╭─ Records for the task

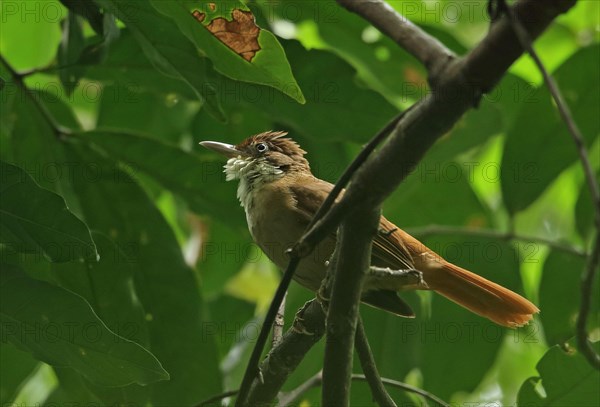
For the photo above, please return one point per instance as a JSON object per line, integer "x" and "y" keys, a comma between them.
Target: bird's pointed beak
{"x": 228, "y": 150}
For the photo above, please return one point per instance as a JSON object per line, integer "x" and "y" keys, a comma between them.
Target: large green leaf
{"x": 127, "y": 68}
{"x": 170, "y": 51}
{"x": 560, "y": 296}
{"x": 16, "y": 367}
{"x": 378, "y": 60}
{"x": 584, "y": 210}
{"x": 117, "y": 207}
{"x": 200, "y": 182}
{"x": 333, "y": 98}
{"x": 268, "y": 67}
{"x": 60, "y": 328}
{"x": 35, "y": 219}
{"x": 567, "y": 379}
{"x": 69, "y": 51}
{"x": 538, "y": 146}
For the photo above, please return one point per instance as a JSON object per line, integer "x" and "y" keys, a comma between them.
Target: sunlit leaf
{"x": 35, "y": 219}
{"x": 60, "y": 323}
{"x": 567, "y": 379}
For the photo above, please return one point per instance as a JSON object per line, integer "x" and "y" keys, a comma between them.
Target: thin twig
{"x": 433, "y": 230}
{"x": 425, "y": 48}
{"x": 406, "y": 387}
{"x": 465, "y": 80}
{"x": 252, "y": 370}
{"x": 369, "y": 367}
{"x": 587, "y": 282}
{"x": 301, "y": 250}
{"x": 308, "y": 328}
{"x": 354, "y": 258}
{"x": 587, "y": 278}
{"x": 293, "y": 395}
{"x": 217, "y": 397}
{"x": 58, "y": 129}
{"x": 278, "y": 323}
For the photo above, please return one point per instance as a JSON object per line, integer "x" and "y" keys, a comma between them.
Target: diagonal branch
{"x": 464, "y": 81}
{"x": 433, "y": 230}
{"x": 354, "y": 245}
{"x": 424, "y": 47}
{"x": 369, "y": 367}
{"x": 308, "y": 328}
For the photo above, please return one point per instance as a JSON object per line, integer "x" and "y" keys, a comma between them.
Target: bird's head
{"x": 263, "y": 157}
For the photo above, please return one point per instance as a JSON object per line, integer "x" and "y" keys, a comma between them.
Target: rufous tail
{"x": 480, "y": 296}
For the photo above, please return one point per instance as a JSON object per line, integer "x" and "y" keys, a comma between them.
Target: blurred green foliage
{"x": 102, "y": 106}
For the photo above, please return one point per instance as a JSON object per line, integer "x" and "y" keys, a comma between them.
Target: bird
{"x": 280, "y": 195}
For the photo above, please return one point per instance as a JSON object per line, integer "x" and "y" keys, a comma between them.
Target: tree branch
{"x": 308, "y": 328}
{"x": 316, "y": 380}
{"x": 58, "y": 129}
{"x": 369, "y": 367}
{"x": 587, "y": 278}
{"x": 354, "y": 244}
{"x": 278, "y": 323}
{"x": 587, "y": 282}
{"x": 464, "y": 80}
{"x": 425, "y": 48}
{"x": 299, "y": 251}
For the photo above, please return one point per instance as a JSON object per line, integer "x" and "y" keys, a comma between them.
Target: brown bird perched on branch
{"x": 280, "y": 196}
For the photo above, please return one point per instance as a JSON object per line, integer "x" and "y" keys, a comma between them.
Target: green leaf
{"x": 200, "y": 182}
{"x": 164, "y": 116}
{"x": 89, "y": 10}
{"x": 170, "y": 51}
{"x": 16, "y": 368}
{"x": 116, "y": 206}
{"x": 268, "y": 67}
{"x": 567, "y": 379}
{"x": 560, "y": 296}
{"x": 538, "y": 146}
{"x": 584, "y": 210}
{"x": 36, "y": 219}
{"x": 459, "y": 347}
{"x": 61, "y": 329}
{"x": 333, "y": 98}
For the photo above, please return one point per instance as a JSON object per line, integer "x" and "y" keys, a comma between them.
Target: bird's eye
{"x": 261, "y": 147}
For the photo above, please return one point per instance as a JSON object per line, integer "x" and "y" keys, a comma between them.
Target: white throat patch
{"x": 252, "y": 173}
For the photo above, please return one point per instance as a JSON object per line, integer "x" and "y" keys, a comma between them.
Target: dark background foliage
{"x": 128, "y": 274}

╰─

Exercise instructions
Would you mind returning each entry above word for word, skipping the images?

Full answer
For the photo above, please return one point per instance as a JSON object per line, integer "x" and "y" keys, a comma between them.
Target: bird's pointed beak
{"x": 228, "y": 150}
For the photo above, please return one point per instance as a JSON object per line, integer "x" and "y" keys, a comma between them.
Target: large green leaf
{"x": 127, "y": 68}
{"x": 170, "y": 51}
{"x": 560, "y": 296}
{"x": 16, "y": 367}
{"x": 378, "y": 60}
{"x": 584, "y": 210}
{"x": 117, "y": 207}
{"x": 200, "y": 182}
{"x": 333, "y": 98}
{"x": 268, "y": 67}
{"x": 60, "y": 328}
{"x": 35, "y": 219}
{"x": 567, "y": 379}
{"x": 69, "y": 51}
{"x": 538, "y": 146}
For the photo above, please return one point per instance as a JSON object per line, integer "x" and "y" keys, a comma between them.
Target: sunlit leaf
{"x": 35, "y": 219}
{"x": 60, "y": 323}
{"x": 567, "y": 379}
For the photo above, please return one point per instance as a JSON object per line, integer "x" and "y" keys, a comma between them.
Target: thin twig
{"x": 433, "y": 230}
{"x": 425, "y": 48}
{"x": 406, "y": 387}
{"x": 465, "y": 80}
{"x": 252, "y": 370}
{"x": 369, "y": 367}
{"x": 587, "y": 282}
{"x": 301, "y": 250}
{"x": 308, "y": 328}
{"x": 354, "y": 258}
{"x": 587, "y": 278}
{"x": 293, "y": 395}
{"x": 217, "y": 397}
{"x": 58, "y": 129}
{"x": 278, "y": 323}
For the photo above, please return one point per instance as a JSON object per line, integer "x" and "y" keys, a comma between them.
Target: diagonal branch
{"x": 464, "y": 81}
{"x": 433, "y": 230}
{"x": 354, "y": 245}
{"x": 424, "y": 47}
{"x": 369, "y": 367}
{"x": 308, "y": 328}
For the photo above, please return one point per instance as a JSON object per line, integer "x" and "y" keys, a comma between them.
Target: bird's head
{"x": 263, "y": 157}
For the photo above, please return one point per instance as a JSON object per line, integer "x" and "y" keys, a comma between them.
Target: rufous tail
{"x": 480, "y": 296}
For the photo above, please return one point per instance as a JSON object per line, integer "x" and "y" keys, a comma between them.
Target: blurred green foliage
{"x": 102, "y": 106}
For the photo above, please return one point per instance as a JSON object per line, integer "x" and "y" keys, a comma between them.
Target: bird
{"x": 280, "y": 195}
For the photo above, please return one point per instance as a JSON object per line, integer "x" and "y" keys, a comma between them.
Target: tree branch
{"x": 308, "y": 328}
{"x": 316, "y": 380}
{"x": 58, "y": 129}
{"x": 369, "y": 367}
{"x": 587, "y": 278}
{"x": 354, "y": 244}
{"x": 278, "y": 323}
{"x": 587, "y": 282}
{"x": 464, "y": 80}
{"x": 425, "y": 48}
{"x": 299, "y": 251}
For the photo above, please return one point per instance as a JSON object per line, integer "x" and "y" keys, a comma between them.
Target: brown bird perched on branch
{"x": 280, "y": 196}
For the photo above, please return one point per instance as a JSON object per line, integer "x" and "y" keys, a comma between them.
Target: green leaf
{"x": 200, "y": 182}
{"x": 164, "y": 116}
{"x": 89, "y": 10}
{"x": 170, "y": 51}
{"x": 16, "y": 368}
{"x": 116, "y": 206}
{"x": 268, "y": 67}
{"x": 567, "y": 379}
{"x": 560, "y": 296}
{"x": 538, "y": 146}
{"x": 584, "y": 210}
{"x": 36, "y": 219}
{"x": 459, "y": 347}
{"x": 61, "y": 329}
{"x": 333, "y": 98}
For the photo above, please return one point per instance as a JSON object per line, integer "x" and "y" keys, a comma between them.
Target: bird's eye
{"x": 261, "y": 147}
For the photo above, please return one point per instance as a JSON object per line, integer "x" and "y" keys, a comma between them.
Target: white throat patch
{"x": 252, "y": 173}
For the photo above, please return one point per instance as a JSON object per line, integer "x" and "y" keys, a comma between them.
Target: dark background foliage
{"x": 128, "y": 274}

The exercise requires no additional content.